#### What the task requires:
Print, word for word, the part of the material below that begins with the line containing "Target: crumb topping" and ends with the line containing "Now the crumb", including both of those lines.

#### Data supplied:

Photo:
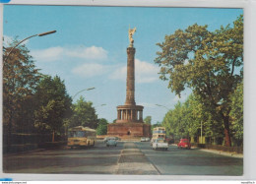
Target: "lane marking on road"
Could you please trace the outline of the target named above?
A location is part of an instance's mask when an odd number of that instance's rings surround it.
[[[116,174],[160,175],[159,169],[132,142],[124,144],[117,165]]]

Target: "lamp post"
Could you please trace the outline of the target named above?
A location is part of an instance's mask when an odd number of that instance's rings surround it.
[[[77,93],[75,93],[75,95],[73,95],[72,99],[74,99],[80,92],[85,92],[85,91],[92,91],[92,90],[95,90],[96,88],[93,87],[93,88],[89,88],[89,89],[85,89],[85,90],[82,90],[82,91],[79,91]]]
[[[31,35],[29,37],[26,37],[24,38],[23,40],[21,40],[20,42],[18,42],[14,47],[12,47],[12,49],[10,50],[10,52],[7,54],[5,61],[7,61],[8,57],[10,56],[10,54],[13,52],[13,50],[19,45],[21,44],[22,42],[26,41],[27,39],[30,39],[32,37],[34,37],[34,36],[43,36],[43,35],[47,35],[47,34],[50,34],[50,33],[55,33],[56,31],[46,31],[46,32],[42,32],[42,33],[37,33],[37,34],[34,34],[34,35]]]
[[[166,106],[164,106],[164,105],[161,105],[161,104],[156,104],[157,106],[160,106],[160,107],[164,107],[164,108],[166,108],[167,110],[170,110],[170,109],[168,109]]]

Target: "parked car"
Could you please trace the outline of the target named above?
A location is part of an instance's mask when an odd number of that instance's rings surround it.
[[[117,146],[116,138],[110,137],[110,138],[106,139],[105,145],[106,145],[106,147],[110,147],[110,146],[116,147]]]
[[[165,140],[163,139],[154,140],[152,145],[152,149],[156,151],[159,149],[166,151],[168,150],[168,147],[169,147],[168,143],[166,143]]]
[[[191,149],[191,144],[188,139],[181,139],[177,144],[178,149]]]

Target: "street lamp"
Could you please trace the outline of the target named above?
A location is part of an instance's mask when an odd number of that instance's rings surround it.
[[[13,50],[14,50],[19,44],[21,44],[22,42],[26,41],[27,39],[30,39],[30,38],[34,37],[34,36],[43,36],[43,35],[47,35],[47,34],[55,33],[55,32],[56,32],[56,31],[46,31],[46,32],[42,32],[42,33],[37,33],[37,34],[34,34],[34,35],[31,35],[31,36],[29,36],[29,37],[24,38],[23,40],[21,40],[20,42],[18,42],[14,47],[12,47],[12,49],[10,50],[10,52],[7,54],[7,56],[6,56],[5,60],[4,60],[4,62],[7,61],[9,55],[13,52]]]
[[[75,95],[73,95],[72,99],[74,99],[80,92],[85,92],[85,91],[92,91],[92,90],[95,90],[96,88],[93,87],[93,88],[89,88],[89,89],[85,89],[85,90],[82,90],[82,91],[79,91]]]
[[[164,108],[166,108],[167,110],[170,110],[170,109],[168,109],[166,106],[164,106],[164,105],[161,105],[161,104],[156,104],[157,106],[160,106],[160,107],[164,107]]]

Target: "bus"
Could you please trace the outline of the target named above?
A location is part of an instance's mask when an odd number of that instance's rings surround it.
[[[68,130],[68,147],[94,147],[96,131],[89,127],[78,126]]]
[[[165,139],[166,139],[166,131],[165,131],[164,127],[156,127],[156,128],[153,129],[151,145],[157,139],[162,139],[162,140],[165,141]]]

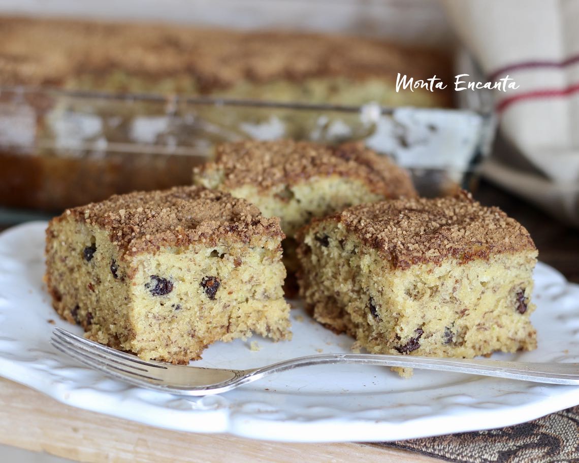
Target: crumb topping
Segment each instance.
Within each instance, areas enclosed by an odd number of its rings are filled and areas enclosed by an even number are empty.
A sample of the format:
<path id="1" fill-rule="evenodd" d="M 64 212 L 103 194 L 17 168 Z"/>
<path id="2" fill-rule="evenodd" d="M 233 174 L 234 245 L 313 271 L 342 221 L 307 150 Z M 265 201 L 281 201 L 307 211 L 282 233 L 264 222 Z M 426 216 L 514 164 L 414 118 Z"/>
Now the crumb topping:
<path id="1" fill-rule="evenodd" d="M 197 176 L 222 175 L 219 188 L 253 185 L 267 191 L 292 186 L 312 177 L 339 175 L 362 181 L 384 197 L 415 196 L 408 172 L 361 143 L 339 146 L 312 142 L 244 141 L 218 145 L 215 161 L 196 168 Z"/>
<path id="2" fill-rule="evenodd" d="M 104 228 L 129 255 L 196 242 L 214 245 L 223 237 L 284 237 L 279 219 L 265 218 L 245 200 L 197 186 L 115 195 L 67 210 L 56 220 L 69 215 Z"/>
<path id="3" fill-rule="evenodd" d="M 470 193 L 455 197 L 411 198 L 355 206 L 328 220 L 343 223 L 395 267 L 488 259 L 494 253 L 534 250 L 529 232 L 497 207 L 486 207 Z"/>
<path id="4" fill-rule="evenodd" d="M 0 18 L 5 84 L 62 86 L 79 76 L 98 80 L 116 71 L 122 73 L 116 80 L 167 77 L 204 93 L 243 80 L 344 76 L 393 82 L 397 72 L 444 80 L 450 69 L 449 56 L 435 50 L 355 36 Z"/>

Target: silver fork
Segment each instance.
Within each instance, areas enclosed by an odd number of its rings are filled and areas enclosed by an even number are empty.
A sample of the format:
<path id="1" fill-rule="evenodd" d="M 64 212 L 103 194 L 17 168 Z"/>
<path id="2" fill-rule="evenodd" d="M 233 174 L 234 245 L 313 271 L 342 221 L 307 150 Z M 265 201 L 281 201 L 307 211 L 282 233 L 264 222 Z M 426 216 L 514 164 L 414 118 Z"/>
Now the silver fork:
<path id="1" fill-rule="evenodd" d="M 422 368 L 553 384 L 579 384 L 579 363 L 499 362 L 455 358 L 328 354 L 298 357 L 249 370 L 205 368 L 144 361 L 55 328 L 50 340 L 58 350 L 90 367 L 136 386 L 177 395 L 209 395 L 301 366 L 329 363 Z"/>

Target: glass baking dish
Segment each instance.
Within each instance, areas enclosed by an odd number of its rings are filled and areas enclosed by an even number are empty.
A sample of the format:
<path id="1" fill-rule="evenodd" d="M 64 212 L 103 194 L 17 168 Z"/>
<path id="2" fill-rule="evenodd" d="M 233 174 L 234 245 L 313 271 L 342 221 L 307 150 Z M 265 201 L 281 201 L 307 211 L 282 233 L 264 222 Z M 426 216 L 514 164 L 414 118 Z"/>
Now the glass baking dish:
<path id="1" fill-rule="evenodd" d="M 493 127 L 463 109 L 0 87 L 0 220 L 189 183 L 216 144 L 244 138 L 360 141 L 408 168 L 421 194 L 448 194 L 469 186 Z"/>

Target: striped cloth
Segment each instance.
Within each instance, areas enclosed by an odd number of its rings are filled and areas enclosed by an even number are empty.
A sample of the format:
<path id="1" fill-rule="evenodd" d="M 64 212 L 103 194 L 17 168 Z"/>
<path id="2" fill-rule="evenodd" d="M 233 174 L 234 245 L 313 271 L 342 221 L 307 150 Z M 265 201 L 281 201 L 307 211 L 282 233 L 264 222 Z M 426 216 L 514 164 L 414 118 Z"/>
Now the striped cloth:
<path id="1" fill-rule="evenodd" d="M 445 0 L 495 90 L 501 138 L 483 175 L 579 226 L 579 0 Z"/>

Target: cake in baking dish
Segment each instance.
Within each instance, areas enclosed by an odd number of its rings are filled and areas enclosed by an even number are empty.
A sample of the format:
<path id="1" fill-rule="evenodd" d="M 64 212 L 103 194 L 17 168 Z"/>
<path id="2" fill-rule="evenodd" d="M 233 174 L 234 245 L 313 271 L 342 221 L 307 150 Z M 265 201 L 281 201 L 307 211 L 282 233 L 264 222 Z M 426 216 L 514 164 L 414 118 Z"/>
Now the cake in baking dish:
<path id="1" fill-rule="evenodd" d="M 290 337 L 283 237 L 278 219 L 226 193 L 113 196 L 50 222 L 46 280 L 87 337 L 185 363 L 215 341 Z"/>
<path id="2" fill-rule="evenodd" d="M 195 168 L 193 178 L 199 185 L 245 198 L 266 217 L 280 217 L 287 237 L 284 262 L 290 274 L 298 269 L 295 234 L 312 218 L 416 194 L 406 171 L 356 143 L 225 144 L 217 147 L 214 161 Z"/>
<path id="3" fill-rule="evenodd" d="M 536 346 L 533 240 L 467 193 L 352 207 L 298 241 L 307 307 L 370 352 L 472 358 Z"/>
<path id="4" fill-rule="evenodd" d="M 17 94 L 13 108 L 2 94 L 9 104 L 3 123 L 19 127 L 12 135 L 23 145 L 13 148 L 11 137 L 0 149 L 0 205 L 60 212 L 115 193 L 187 185 L 193 167 L 206 160 L 203 147 L 239 136 L 241 123 L 261 126 L 274 115 L 286 136 L 299 138 L 317 121 L 310 111 L 255 106 L 226 117 L 195 103 L 173 115 L 166 96 L 452 105 L 449 89 L 397 92 L 399 72 L 445 80 L 451 60 L 428 48 L 344 35 L 0 17 L 0 86 L 51 89 Z M 157 97 L 133 98 L 142 94 Z M 173 149 L 175 140 L 189 146 L 192 139 L 192 152 Z"/>
<path id="5" fill-rule="evenodd" d="M 4 85 L 236 98 L 449 106 L 452 91 L 397 92 L 452 71 L 425 47 L 346 35 L 0 17 Z"/>

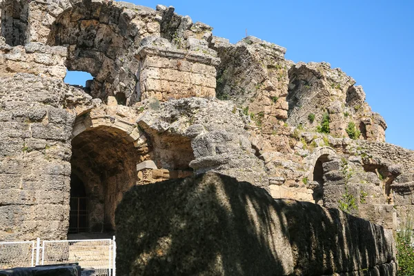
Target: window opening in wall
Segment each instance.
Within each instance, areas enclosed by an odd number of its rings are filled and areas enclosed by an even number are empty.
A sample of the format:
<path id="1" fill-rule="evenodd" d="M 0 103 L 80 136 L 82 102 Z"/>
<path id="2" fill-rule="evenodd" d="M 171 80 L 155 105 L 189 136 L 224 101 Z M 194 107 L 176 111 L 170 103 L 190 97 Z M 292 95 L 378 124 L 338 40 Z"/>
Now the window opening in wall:
<path id="1" fill-rule="evenodd" d="M 10 46 L 25 45 L 29 34 L 28 0 L 0 1 L 1 36 Z"/>
<path id="2" fill-rule="evenodd" d="M 89 199 L 83 182 L 76 175 L 70 176 L 70 211 L 69 234 L 88 232 Z"/>
<path id="3" fill-rule="evenodd" d="M 92 79 L 92 75 L 88 72 L 68 70 L 64 81 L 72 86 L 88 87 L 87 81 Z"/>

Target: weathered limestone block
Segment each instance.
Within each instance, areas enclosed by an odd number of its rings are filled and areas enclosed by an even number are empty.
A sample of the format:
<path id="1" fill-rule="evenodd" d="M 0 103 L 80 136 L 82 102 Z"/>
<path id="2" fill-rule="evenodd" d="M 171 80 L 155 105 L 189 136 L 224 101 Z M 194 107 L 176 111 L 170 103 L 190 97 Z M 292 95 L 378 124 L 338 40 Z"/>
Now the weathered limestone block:
<path id="1" fill-rule="evenodd" d="M 214 37 L 211 44 L 221 59 L 217 66 L 219 99 L 234 101 L 262 130 L 271 132 L 278 120 L 288 118 L 290 63 L 284 59 L 285 48 L 254 37 L 236 44 Z"/>
<path id="2" fill-rule="evenodd" d="M 26 46 L 1 47 L 0 41 L 0 77 L 30 73 L 63 79 L 66 75 L 66 50 L 30 43 Z"/>
<path id="3" fill-rule="evenodd" d="M 382 227 L 213 172 L 133 187 L 116 224 L 121 275 L 395 275 Z"/>
<path id="4" fill-rule="evenodd" d="M 137 73 L 141 99 L 215 97 L 217 58 L 175 48 L 159 38 L 146 41 L 137 55 L 141 62 Z"/>
<path id="5" fill-rule="evenodd" d="M 362 204 L 358 207 L 360 217 L 385 229 L 393 228 L 394 206 L 390 204 Z"/>
<path id="6" fill-rule="evenodd" d="M 195 174 L 213 170 L 268 186 L 263 161 L 255 156 L 244 129 L 245 117 L 233 112 L 234 103 L 189 98 L 161 103 L 152 99 L 146 104 L 148 108 L 137 122 L 151 136 L 154 154 L 164 162 L 158 168 L 176 169 L 165 166 L 188 161 L 185 165 Z"/>

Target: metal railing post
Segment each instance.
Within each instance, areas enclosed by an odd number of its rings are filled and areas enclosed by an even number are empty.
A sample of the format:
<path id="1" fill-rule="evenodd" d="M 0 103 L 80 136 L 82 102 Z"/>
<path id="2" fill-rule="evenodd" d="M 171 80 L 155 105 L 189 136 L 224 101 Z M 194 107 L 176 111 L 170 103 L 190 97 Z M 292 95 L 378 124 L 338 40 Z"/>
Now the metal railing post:
<path id="1" fill-rule="evenodd" d="M 34 241 L 32 241 L 32 266 L 34 266 Z"/>
<path id="2" fill-rule="evenodd" d="M 41 248 L 41 265 L 44 265 L 44 262 L 45 262 L 45 246 L 46 245 L 45 244 L 45 241 L 43 241 L 43 246 Z"/>
<path id="3" fill-rule="evenodd" d="M 116 259 L 117 259 L 117 241 L 115 241 L 115 236 L 113 237 L 113 241 L 114 241 L 114 244 L 112 246 L 112 254 L 113 254 L 113 257 L 112 257 L 112 276 L 116 276 L 117 275 L 117 262 L 116 262 Z"/>
<path id="4" fill-rule="evenodd" d="M 108 253 L 108 259 L 109 260 L 109 264 L 108 265 L 108 276 L 110 276 L 110 265 L 112 264 L 112 262 L 110 259 L 110 257 L 111 257 L 110 256 L 110 246 L 111 246 L 111 244 L 110 244 L 110 240 L 109 241 L 109 246 L 108 246 L 109 251 Z"/>
<path id="5" fill-rule="evenodd" d="M 39 266 L 39 257 L 40 255 L 40 238 L 37 238 L 37 245 L 36 246 L 36 265 Z"/>

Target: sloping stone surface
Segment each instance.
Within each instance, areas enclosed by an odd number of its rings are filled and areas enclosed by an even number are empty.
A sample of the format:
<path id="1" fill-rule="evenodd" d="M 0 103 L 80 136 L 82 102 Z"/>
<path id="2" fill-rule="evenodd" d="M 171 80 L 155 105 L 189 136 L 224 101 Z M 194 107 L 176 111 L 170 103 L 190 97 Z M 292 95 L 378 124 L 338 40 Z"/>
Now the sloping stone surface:
<path id="1" fill-rule="evenodd" d="M 395 273 L 382 226 L 214 172 L 133 187 L 116 224 L 119 275 Z"/>
<path id="2" fill-rule="evenodd" d="M 81 276 L 81 267 L 75 264 L 41 266 L 0 270 L 0 276 Z"/>

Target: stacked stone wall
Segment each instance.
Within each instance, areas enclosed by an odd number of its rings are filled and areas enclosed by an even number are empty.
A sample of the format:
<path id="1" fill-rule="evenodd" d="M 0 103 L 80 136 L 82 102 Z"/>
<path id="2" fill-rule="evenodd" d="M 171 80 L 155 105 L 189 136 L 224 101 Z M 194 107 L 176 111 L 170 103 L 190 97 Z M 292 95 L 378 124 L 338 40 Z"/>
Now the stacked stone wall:
<path id="1" fill-rule="evenodd" d="M 67 55 L 65 47 L 37 43 L 11 47 L 0 41 L 0 77 L 20 72 L 63 79 Z"/>
<path id="2" fill-rule="evenodd" d="M 134 187 L 116 223 L 123 275 L 396 273 L 391 231 L 212 172 Z"/>
<path id="3" fill-rule="evenodd" d="M 402 164 L 404 172 L 414 171 L 414 150 L 388 143 L 358 141 L 367 153 L 377 155 L 394 164 Z"/>
<path id="4" fill-rule="evenodd" d="M 0 83 L 0 239 L 63 239 L 75 115 L 62 103 L 84 96 L 61 81 L 28 74 Z"/>
<path id="5" fill-rule="evenodd" d="M 171 99 L 215 97 L 215 59 L 202 55 L 189 57 L 184 51 L 164 52 L 144 48 L 139 72 L 141 99 L 155 98 L 165 101 Z M 211 64 L 213 63 L 213 64 Z"/>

#### Solution:
Target: crumb topping
Segment each instance.
Within each instance, areas enclosed by an odd number of its rings are filled and areas enclosed by an even number are empty.
A sample of the format:
<path id="1" fill-rule="evenodd" d="M 64 212 L 103 194 L 17 168 Z"/>
<path id="2" fill-rule="evenodd" d="M 233 174 L 234 245 L 313 271 L 342 221 L 307 150 Z M 265 201 L 281 201 L 307 211 L 282 233 L 264 222 Z M 426 216 L 514 164 L 414 118 Z"/>
Now the crumb topping:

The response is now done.